--- Begin Extract ---

Anthony Crelin A/K/A Anthony R. Crelin v. American Express National Bank
Anthony Crelin A/K/A Anthony R. Crelin v. American Express National Bank
Opinion
RENDERED: MARCH 7, 2025; 10:00 A.M.
NOT TO BE PUBLISHED Commonwealth of Kentucky Court of Appeals NO. 2023-CA-1094-MR
ANTHONY CRELIN A/K/A ANTHONY R. CRELIN APPELLANT
APPEAL FROM BULLITT CIRCUIT COURT v. HONORABLE RODNEY DARREL BURRESS, JUDGE ACTION NO. 21-CI-00618
AMERICAN EXPRESS NATIONAL BANK APPELLEE
OPINION AFFIRMING ** ** ** ** ** BEFORE: ACREE, EASTON, AND MCNEILL, JUDGES.
ACREE, JUDGE: Anthony Crelin, Appellant, appeals following the Bullitt Circuit Court’s August 31, 2023 summary judgment. He argues the circuit court erred in determining Crelin had waived his right to arbitration under the Cardmember Agreement between himself and Appellee, American Express National Bank.
Determining Crelin indeed waived arbitration, we affirm.
Crelin entered a Cardmember Agreement with American Express in 2016. Crelin defaulted on the Agreement when he failed to make his credit card payments. American Express filed a collection action against Crelin in the circuit court on July 29, 2021. Crelin filed his answer on August 23, 2021.
Simultaneously, he served American Express his demand for arbitration under the Agreement’s arbitration clause.
American Express filed a motion to stay the lawsuit for sixty days and requested the circuit court order Crelin to initiate arbitration; American Express stated it would be required for Crelin to initiate arbitration himself because the available arbitration forums would generally not accept debt collection actions against consumers. Crelin neither appeared at the hearing on the motion nor filed an objection. The circuit court granted the motion on September 22, 2021, and directed Crelin to initiate arbitration himself within sixty days. Crelin did not do so, and the stay was lifted.
American Express moved for summary judgment on January 13, 2022. Crelin filed an objection to summary judgment and a motion to compel arbitration the following day. The circuit court denied both motions. As to Crelin’s motion to compel arbitration, the circuit court stated it had already ruled on the issue: This Court has already ruled on the issue of arbitration by its Order entered on September 22, 2021 granting a stay of -2- the proceedings pending Defendant’s initiation of arbitration. The Court’s September 22, 2021 Order also provided that “[i]f the Defendant fails to initiate arbitration within sixty (60) days of this Order, this stay shall be automatically lifted and this matter shall be returned to the Court’s active docket.”

--- End Extract ---
--- Begin Information given ---

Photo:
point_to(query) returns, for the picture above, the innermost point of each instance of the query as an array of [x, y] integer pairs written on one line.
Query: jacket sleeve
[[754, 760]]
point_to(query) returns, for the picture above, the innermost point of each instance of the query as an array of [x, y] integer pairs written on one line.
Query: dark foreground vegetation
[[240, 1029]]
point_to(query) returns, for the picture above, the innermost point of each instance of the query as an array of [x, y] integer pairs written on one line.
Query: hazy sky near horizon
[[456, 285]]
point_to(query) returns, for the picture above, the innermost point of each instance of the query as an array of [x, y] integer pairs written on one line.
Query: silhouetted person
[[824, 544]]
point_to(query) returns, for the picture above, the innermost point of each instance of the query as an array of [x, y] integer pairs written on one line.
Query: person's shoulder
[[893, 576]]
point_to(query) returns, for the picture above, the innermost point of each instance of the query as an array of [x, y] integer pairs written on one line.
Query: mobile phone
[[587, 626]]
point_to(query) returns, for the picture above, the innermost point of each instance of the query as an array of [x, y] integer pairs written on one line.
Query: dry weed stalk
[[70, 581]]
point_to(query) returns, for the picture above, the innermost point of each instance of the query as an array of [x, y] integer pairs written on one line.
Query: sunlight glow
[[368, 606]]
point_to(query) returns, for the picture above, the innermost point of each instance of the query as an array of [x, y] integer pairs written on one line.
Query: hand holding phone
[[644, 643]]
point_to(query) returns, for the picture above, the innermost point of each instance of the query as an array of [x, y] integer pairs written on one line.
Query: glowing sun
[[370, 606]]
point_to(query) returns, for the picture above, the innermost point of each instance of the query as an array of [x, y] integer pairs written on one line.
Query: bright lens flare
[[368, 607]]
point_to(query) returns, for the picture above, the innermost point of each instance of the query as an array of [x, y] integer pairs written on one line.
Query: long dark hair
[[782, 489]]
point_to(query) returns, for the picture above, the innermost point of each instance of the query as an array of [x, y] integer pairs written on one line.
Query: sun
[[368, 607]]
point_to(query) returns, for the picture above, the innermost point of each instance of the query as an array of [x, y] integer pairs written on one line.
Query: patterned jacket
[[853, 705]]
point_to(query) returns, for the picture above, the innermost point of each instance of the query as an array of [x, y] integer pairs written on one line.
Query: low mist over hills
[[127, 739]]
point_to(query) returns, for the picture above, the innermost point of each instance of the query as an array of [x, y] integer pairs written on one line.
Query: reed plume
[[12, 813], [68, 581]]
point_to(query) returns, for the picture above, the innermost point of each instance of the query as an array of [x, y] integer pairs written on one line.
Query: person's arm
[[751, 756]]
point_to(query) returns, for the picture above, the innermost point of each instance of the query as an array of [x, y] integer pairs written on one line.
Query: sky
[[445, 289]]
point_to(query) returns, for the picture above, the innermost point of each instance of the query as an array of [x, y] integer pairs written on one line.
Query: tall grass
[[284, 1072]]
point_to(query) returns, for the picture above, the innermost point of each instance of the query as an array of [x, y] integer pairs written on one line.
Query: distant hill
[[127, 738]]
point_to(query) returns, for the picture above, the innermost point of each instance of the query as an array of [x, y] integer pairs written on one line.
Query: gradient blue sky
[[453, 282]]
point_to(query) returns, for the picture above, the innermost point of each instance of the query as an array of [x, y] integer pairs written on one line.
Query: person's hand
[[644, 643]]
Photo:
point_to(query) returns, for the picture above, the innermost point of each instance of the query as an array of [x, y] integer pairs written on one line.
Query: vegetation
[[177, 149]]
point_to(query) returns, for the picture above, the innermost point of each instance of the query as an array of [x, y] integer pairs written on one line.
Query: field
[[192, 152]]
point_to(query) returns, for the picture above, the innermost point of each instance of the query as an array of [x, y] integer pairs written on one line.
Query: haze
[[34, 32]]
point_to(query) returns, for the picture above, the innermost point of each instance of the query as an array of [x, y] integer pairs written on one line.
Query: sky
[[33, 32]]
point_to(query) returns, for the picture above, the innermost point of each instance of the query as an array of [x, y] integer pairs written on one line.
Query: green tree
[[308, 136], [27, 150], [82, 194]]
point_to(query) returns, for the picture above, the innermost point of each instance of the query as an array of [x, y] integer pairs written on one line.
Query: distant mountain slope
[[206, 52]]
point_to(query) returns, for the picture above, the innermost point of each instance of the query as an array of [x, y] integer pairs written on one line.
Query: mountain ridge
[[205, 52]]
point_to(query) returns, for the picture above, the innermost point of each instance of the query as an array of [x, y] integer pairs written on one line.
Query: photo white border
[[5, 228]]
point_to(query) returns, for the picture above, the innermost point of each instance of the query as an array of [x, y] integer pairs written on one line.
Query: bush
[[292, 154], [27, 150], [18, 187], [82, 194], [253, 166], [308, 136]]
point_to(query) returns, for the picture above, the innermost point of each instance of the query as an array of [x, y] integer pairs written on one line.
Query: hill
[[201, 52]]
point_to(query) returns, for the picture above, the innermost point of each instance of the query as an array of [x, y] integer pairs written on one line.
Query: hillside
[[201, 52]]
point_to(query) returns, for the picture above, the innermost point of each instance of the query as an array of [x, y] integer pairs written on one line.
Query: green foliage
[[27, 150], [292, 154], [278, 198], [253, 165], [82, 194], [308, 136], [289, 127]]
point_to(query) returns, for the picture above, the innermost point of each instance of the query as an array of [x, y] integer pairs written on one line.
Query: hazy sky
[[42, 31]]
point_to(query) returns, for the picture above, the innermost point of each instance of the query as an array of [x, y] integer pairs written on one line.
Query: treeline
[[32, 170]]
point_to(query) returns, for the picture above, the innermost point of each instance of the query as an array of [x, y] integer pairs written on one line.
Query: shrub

--- End Information given ---

Continue the court opinion on the waiver of arbitration from the point where it ends.

Record (R.) at 493-94.
Discovery began, and Crelin failed to produce responses to American Express’s discovery requests. American Express filed a renewed motion for summary judgment on August 2, 2023, which the circuit court granted on August 31, 2023. Crelin now appeals.
Crelin raises a single argument on appeal – that the circuit court erred in determining he waived his right to arbitration by not initiating it as directed.
As a preliminary matter, American Express argues this issue is not properly before this Court. It asserts that, because Crelin’s argument is premised on arbitration, he should have immediately appealed following the denial of his motion to compel arbitration.1 His failure to do so, or so goes the argument, constitutes a waiver of his right to appeal the final judgment.
As American Express states in its brief: “Crelin had the opportunity to immediately appeal the September 2021 Order denying his motion to compel arbitration but failed to do so.” (Appellee Br. 14.) This is a misstatement of the procedural history of this case. Crelin did not file a motion to compel arbitration in advance of the circuit court’s September 2021 order. Rather, he served American Express with his demand for arbitration contemporaneously with his answer.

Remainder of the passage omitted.